**OBJECTIVE**. Please show every line below that contains the string "paper". Case counts.

**PROVIDED DATA**.
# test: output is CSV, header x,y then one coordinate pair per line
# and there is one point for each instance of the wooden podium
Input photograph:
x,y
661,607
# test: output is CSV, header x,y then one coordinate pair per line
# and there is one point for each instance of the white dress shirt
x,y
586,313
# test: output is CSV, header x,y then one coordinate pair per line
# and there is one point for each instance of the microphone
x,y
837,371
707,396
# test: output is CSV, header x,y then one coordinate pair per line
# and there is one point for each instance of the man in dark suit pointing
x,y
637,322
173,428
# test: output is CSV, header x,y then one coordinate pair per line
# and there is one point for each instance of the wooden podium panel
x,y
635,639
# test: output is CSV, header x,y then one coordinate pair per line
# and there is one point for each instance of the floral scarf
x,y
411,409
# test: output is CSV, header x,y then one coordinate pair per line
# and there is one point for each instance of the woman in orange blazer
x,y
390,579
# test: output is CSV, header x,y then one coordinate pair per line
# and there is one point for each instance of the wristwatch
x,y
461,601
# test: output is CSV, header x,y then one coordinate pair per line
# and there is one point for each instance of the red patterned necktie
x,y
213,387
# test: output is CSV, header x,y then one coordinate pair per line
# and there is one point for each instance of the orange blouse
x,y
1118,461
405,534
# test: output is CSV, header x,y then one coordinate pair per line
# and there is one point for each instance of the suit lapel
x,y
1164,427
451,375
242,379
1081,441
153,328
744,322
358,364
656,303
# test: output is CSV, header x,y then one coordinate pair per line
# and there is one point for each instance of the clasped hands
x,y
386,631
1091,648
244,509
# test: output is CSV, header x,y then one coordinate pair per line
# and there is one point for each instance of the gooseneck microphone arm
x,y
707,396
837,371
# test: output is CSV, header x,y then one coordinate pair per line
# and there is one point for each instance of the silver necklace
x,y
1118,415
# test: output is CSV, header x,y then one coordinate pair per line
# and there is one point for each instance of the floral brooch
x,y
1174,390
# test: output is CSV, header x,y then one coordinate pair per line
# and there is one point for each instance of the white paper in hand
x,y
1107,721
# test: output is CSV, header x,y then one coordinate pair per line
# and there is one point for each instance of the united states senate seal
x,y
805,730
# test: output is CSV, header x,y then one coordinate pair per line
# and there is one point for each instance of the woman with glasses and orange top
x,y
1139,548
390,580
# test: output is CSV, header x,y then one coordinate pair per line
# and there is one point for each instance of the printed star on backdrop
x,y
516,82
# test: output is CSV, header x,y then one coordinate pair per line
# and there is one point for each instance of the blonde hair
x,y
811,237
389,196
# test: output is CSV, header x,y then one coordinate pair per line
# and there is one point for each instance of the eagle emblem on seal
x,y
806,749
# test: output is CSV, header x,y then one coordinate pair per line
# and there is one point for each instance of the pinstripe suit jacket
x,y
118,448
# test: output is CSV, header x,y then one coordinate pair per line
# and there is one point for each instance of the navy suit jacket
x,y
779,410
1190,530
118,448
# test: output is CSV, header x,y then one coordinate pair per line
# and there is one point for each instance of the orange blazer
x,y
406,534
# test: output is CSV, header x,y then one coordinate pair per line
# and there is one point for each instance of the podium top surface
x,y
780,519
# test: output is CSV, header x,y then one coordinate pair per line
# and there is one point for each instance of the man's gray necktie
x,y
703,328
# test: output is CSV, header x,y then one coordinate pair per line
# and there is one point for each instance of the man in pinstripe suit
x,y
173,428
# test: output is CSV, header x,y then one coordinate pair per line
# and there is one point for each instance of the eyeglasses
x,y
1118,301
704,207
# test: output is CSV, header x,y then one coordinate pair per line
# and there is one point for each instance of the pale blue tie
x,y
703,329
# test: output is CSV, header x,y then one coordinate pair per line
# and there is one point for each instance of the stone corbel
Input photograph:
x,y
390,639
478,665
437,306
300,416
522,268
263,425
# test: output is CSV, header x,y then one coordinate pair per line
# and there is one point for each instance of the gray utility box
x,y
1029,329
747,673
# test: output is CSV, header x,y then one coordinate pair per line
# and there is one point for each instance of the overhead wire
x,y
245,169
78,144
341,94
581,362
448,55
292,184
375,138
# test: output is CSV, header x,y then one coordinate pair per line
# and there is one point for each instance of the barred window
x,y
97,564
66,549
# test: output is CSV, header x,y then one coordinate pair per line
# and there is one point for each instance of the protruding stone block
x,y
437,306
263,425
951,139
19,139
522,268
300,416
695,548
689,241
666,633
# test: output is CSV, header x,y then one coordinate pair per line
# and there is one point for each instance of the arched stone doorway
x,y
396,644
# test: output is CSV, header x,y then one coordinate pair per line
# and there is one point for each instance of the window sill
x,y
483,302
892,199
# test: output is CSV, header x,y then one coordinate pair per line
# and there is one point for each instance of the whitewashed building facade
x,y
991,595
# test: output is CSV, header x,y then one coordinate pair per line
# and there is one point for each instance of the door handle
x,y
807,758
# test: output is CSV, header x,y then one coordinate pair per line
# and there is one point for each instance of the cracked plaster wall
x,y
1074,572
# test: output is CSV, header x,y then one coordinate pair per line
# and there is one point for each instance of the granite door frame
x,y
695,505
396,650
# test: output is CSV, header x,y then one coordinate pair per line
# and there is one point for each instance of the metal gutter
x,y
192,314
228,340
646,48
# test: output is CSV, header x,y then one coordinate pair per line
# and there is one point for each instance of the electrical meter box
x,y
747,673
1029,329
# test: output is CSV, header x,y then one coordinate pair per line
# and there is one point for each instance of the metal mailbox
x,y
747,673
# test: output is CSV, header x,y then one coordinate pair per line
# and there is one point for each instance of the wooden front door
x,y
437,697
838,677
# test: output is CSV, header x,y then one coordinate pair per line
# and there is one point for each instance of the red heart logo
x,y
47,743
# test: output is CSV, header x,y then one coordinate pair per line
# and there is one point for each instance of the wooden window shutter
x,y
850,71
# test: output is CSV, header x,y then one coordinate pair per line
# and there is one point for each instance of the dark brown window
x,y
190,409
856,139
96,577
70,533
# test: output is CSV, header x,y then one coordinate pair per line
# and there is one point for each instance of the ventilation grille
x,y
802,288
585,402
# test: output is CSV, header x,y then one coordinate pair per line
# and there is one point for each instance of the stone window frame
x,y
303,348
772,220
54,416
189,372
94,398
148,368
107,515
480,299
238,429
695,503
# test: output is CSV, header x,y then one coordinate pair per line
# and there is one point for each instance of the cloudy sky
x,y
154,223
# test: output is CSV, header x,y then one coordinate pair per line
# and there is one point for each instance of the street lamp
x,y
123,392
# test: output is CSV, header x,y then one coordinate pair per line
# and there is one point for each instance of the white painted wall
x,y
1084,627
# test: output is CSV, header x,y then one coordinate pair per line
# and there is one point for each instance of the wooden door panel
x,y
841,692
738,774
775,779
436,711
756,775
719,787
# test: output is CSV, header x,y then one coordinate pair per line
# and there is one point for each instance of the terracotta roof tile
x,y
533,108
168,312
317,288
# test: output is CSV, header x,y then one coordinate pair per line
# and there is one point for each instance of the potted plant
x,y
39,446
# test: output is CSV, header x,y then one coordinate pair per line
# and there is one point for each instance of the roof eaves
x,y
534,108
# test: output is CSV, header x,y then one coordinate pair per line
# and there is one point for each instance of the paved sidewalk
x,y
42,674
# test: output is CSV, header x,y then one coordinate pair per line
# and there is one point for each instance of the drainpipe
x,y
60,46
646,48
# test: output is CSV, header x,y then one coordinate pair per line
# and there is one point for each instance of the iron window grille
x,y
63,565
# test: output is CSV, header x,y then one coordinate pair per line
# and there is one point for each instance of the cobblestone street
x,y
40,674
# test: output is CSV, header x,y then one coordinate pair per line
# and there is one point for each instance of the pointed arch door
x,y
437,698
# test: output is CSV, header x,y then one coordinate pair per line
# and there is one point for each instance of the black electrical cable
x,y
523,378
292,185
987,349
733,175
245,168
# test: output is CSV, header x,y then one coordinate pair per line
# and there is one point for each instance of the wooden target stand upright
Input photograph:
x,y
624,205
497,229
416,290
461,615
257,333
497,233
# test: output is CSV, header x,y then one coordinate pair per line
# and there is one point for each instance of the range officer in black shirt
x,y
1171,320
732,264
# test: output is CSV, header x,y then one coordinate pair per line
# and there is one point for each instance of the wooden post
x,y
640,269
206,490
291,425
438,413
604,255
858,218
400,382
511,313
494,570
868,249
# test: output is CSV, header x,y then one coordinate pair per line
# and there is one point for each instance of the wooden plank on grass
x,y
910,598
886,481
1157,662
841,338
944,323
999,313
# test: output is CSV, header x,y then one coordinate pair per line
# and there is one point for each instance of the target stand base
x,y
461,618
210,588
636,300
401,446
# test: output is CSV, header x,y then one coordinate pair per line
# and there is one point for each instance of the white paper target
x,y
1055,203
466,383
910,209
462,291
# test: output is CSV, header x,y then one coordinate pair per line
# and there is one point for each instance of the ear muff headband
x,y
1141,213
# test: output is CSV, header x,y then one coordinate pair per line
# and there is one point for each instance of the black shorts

**ANSWER TO THIS PROBLEM**.
# and there is one point for each instance of the white paper in hand
# and there is one point for each instance of the white paper target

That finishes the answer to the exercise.